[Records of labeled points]
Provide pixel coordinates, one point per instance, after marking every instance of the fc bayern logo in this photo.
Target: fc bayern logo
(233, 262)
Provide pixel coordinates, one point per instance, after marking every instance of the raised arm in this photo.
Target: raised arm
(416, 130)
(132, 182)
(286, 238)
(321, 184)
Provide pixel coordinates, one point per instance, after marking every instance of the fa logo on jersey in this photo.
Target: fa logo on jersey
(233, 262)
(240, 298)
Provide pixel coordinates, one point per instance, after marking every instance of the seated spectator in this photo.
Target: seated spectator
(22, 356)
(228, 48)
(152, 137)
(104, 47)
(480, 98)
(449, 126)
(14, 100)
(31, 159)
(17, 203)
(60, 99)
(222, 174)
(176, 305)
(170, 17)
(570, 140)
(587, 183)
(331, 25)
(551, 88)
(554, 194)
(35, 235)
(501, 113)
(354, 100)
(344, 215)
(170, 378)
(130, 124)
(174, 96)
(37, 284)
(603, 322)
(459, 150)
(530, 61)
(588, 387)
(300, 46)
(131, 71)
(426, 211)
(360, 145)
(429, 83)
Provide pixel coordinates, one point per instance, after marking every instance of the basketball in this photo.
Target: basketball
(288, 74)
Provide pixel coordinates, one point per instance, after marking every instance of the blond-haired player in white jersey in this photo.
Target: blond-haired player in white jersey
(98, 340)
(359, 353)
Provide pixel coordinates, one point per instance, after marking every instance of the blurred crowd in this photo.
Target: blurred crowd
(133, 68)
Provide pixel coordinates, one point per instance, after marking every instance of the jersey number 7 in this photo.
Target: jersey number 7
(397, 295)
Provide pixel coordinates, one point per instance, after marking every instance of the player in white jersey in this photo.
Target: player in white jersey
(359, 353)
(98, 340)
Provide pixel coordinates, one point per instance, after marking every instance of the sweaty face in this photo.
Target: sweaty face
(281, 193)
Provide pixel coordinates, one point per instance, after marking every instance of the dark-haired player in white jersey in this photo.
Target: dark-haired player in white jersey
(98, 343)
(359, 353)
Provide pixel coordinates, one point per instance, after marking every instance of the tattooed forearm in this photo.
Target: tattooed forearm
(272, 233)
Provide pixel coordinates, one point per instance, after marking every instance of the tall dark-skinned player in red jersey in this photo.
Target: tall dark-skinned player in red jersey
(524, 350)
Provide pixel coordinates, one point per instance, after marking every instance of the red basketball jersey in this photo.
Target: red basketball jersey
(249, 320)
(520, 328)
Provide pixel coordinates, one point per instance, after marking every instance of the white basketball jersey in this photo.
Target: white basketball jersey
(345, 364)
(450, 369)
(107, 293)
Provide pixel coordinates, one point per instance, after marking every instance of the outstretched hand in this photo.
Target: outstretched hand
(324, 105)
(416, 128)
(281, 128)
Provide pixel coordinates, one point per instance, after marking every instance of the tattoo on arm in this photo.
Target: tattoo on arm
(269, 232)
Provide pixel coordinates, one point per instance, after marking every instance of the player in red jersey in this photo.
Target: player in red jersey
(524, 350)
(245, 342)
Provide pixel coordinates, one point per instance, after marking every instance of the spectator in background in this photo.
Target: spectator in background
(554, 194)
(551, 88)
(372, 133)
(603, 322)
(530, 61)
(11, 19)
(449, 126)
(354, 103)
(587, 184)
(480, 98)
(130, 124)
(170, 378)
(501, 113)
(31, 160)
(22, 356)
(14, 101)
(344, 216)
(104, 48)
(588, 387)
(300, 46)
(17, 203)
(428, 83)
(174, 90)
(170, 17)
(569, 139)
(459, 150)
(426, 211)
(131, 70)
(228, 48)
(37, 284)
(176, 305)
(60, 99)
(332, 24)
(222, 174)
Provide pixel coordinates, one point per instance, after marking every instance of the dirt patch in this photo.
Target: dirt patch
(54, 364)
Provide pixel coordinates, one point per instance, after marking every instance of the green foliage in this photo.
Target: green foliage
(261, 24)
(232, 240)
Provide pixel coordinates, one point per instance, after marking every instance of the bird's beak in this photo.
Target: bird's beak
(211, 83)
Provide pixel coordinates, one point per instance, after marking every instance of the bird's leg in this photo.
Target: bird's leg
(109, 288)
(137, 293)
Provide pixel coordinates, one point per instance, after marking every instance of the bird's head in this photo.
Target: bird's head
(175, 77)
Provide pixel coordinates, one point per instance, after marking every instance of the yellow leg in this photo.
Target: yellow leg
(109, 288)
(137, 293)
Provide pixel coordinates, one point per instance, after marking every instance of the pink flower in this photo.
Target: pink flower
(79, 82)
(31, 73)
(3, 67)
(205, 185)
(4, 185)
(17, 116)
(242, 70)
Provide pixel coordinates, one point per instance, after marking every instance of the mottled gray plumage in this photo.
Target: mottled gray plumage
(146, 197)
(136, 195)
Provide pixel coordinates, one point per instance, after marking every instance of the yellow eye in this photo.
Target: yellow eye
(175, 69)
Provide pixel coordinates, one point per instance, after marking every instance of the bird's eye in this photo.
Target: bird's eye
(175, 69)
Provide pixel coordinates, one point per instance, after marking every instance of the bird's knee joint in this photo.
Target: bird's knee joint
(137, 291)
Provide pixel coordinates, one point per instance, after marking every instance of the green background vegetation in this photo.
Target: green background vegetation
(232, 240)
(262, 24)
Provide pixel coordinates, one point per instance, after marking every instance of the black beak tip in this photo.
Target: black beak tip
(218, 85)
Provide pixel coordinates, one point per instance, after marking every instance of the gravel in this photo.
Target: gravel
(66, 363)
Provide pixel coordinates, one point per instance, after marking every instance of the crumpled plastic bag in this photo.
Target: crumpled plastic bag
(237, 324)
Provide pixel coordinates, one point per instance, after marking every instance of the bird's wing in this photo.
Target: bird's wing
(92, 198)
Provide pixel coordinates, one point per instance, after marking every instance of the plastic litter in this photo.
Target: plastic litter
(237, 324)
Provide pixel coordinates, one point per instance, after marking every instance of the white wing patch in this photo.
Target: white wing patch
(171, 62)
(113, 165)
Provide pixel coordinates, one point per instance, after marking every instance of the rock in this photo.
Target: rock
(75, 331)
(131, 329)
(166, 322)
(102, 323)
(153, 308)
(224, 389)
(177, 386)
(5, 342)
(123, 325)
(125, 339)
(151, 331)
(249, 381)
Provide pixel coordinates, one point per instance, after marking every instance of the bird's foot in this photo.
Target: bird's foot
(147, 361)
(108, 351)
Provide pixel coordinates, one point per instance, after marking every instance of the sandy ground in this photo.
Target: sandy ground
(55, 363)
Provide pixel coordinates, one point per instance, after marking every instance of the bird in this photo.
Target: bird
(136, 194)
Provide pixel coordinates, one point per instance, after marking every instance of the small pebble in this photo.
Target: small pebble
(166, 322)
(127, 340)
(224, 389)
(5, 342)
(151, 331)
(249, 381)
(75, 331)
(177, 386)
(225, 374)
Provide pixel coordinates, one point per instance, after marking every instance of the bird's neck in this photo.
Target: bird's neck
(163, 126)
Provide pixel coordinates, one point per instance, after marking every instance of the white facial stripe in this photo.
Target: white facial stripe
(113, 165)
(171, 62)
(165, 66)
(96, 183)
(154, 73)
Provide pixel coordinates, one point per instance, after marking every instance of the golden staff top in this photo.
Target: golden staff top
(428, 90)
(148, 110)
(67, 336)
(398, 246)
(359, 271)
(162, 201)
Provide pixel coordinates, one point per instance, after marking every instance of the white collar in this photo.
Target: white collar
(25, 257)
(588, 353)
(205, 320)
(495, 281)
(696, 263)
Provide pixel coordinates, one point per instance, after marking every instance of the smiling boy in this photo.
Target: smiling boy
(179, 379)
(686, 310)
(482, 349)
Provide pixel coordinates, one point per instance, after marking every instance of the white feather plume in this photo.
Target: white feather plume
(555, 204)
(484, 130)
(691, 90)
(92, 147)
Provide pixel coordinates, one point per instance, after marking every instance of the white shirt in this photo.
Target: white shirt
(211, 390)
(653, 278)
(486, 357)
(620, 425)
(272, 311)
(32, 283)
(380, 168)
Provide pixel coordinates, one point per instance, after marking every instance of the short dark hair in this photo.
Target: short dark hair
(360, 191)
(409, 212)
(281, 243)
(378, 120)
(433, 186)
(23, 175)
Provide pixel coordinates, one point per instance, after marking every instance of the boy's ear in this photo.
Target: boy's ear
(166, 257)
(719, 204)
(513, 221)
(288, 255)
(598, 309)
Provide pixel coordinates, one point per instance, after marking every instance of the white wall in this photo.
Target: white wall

* [Goal of the exercise]: Each line from the one containing "collar in this photo." to the final line of the entries above must be returned exactly, and no other line may appear.

* [Answer to this task]:
Provide pixel coordinates, one point per instance, after marking every instance of the white collar in this photo.
Target: white collar
(25, 257)
(588, 353)
(205, 320)
(495, 281)
(696, 263)
Provide pixel coordinates, one point per instance, after marking every instance of the smiling boy in this photo.
Target: smiling boy
(179, 379)
(686, 310)
(482, 349)
Provide pixel coordinates, one point per instance, after marking every instance of the white feather plume in this photo.
Target: white feather plume
(555, 204)
(484, 130)
(691, 90)
(92, 147)
Provide pixel coordinates, one point per instance, after marking every instance of the white shirt in this photo.
Target: white shirt
(211, 390)
(653, 278)
(486, 357)
(620, 425)
(272, 311)
(32, 283)
(380, 168)
Provide pixel coordinates, one point per instance, after marking every instance of the short dark hair in this photo.
Target: short dark hair
(360, 191)
(409, 212)
(281, 243)
(378, 120)
(433, 186)
(23, 175)
Provide pixel coordinates, one point per instance, after marking every instance of the boy's ear in this photo.
Target: boy's ear
(166, 257)
(719, 204)
(513, 221)
(288, 255)
(598, 309)
Provide pixel coordinates, one point per instance, after marking every instance of the white wall in this photo.
Target: white wall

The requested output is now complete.